## Tarefa proposta 1
Extraia dos registros todas as linhas que contêm a palavra "Target".

============================================================

Rabi Azai, o sábio, viajava pelo Irã em companhia de vários discípulos. Em certo momento, um mercador persa, que vinha na caravana, tomado de cólera por um motivo fútil, entrou a vociferar contra os israelitas. Um dos discípulos disse ao mestre:
“Vamos ó rabi!, responde com energia a esse homem. Insulta-o por nós. Ele fala em Valaat e tu conheces muito bem esse dialeto!”
Retorquiu o douto Azai:
“Sim, meu filho, aprendi a falar o deri, o galani e o Valaat, mas aprendi também a ficar calado em Valaat, em deri e em galani. É o que vou fazer. Guardar silêncio nesses três dialetos persas.”
E acrescentou imperturbável, anediando as longas barbas brancas que lhe caíam sobre o peito:
“Seria insensatez trocar injúrias com um exaltado, que deblatera como um louco e que nem sabe o que está dizendo.”
Pelo silêncio podes ter um desgosto, mas a loquacidade semeará a estrada de tua vida de mil e um arrependimentos. Uma palavra irrefletida é, amiúde, mais perigosa do que um passo em falso.
Guarda a tua língua, como guarda o avarento a sua riqueza. A natureza, que nos deu um só órgão para falar, forneceu-nos dois para ouvirem. A inferência é óbvia. Forçoso é concluir que havemos de ouvir duas vezes e falar uma só.
Conta-se que um árabe ingressou numa comitiva onde todos eram barulhentos e discutidores e guardou longo silêncio. Um dos companheiros segredou-lhe:
“Consideram-te como um dos mais nobres da tua tribo. Sei agora o motivo. És silencioso e discreto.”
Replicou o islamita:
“Meu irmão, o nosso quinhão de ouvidos pertence-nos; as palavras afoitas e levianas que proferimos pertencem aos outros.”
A palavra que ficou pendente, pelo silêncio, em nossos lábios, é vassalo pronto a servir-nos; a que proferimos leviana e inoportunamente é algoz atento em escravizar-nos.

============================================================

## Tarefa proposta 2
No trecho do documento, quais são os três dialetos persas que Rabi Azai diz ter aprendido a falar?

============================================================

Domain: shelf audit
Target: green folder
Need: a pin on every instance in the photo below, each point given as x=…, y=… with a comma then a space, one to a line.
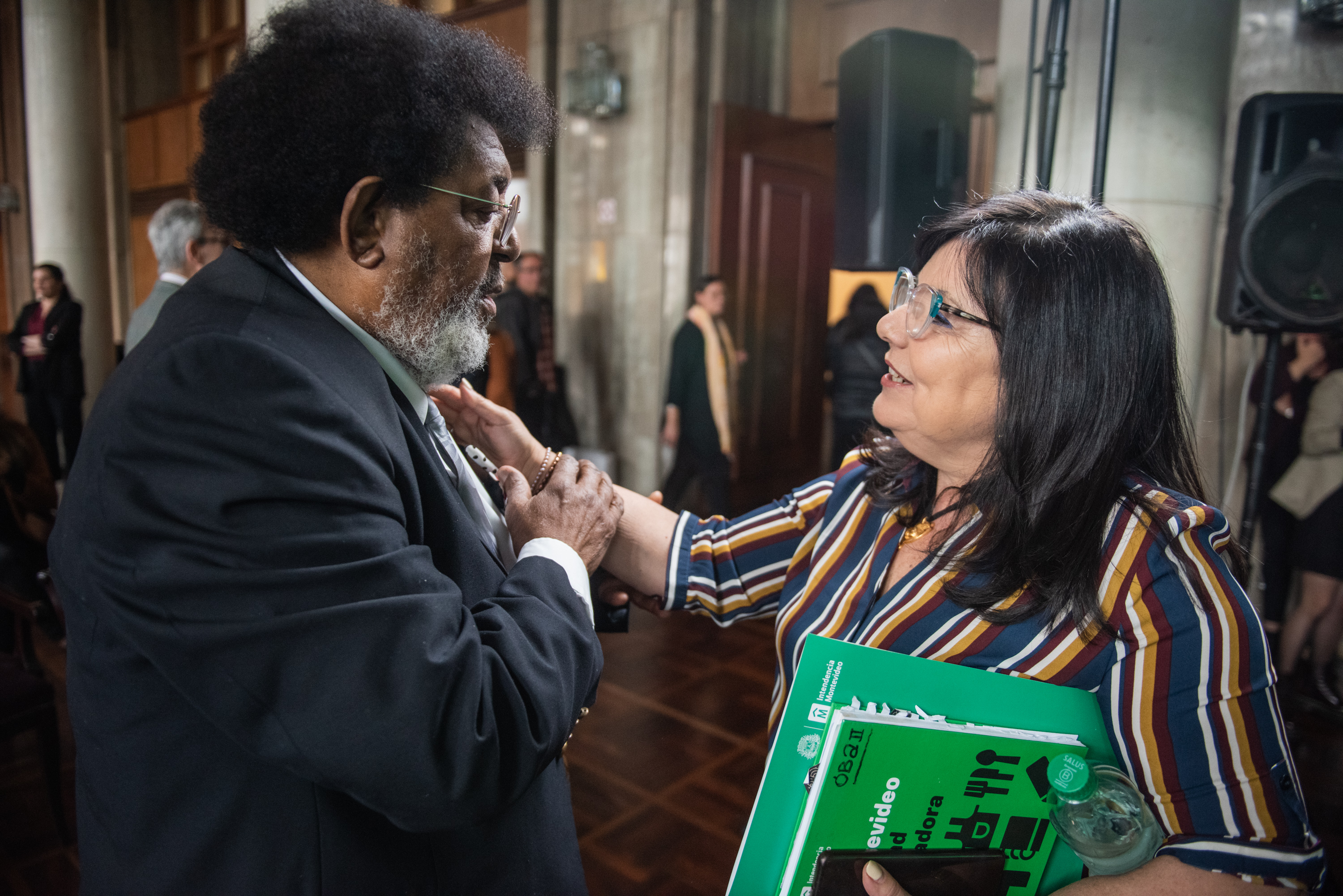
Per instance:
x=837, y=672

============================================================

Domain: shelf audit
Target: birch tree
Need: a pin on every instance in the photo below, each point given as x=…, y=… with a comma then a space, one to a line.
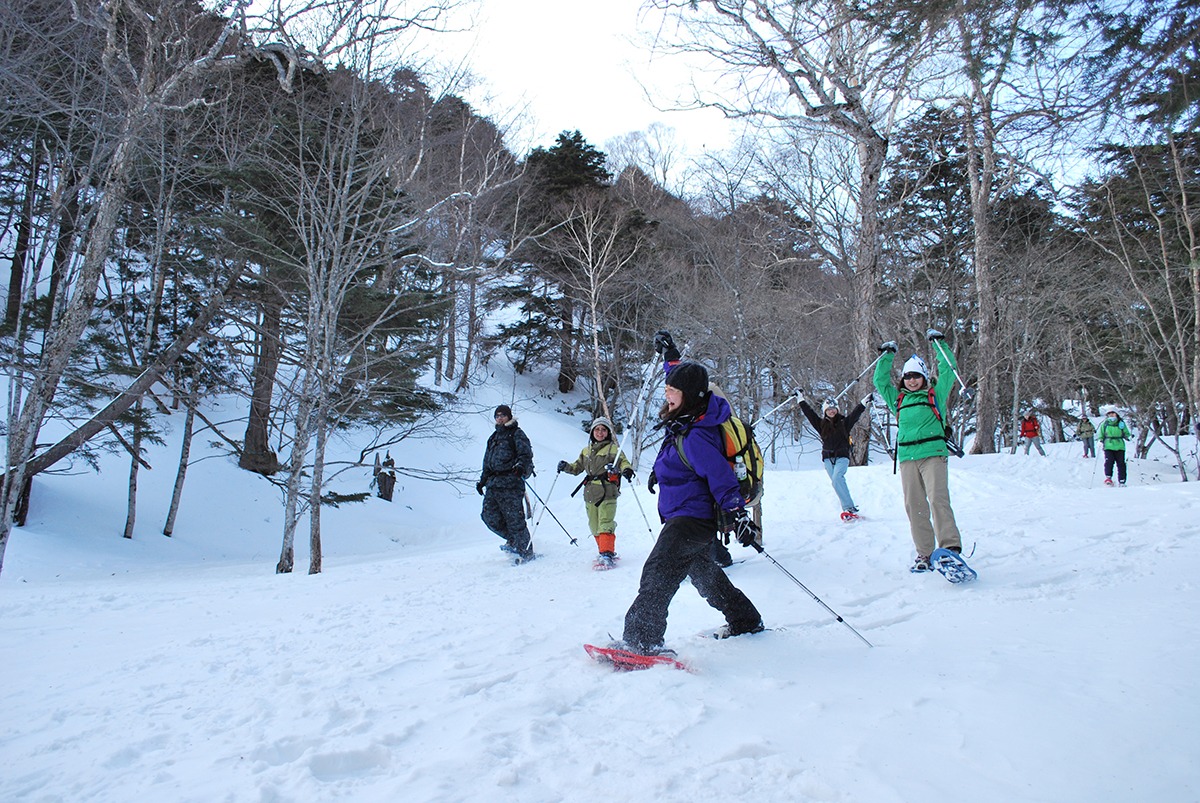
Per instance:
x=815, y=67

============================================================

## Resultado da tarefa 1
Target: green folder
Target: birch tree

## Resultado da tarefa 2
O deri, o galani e o Valaat.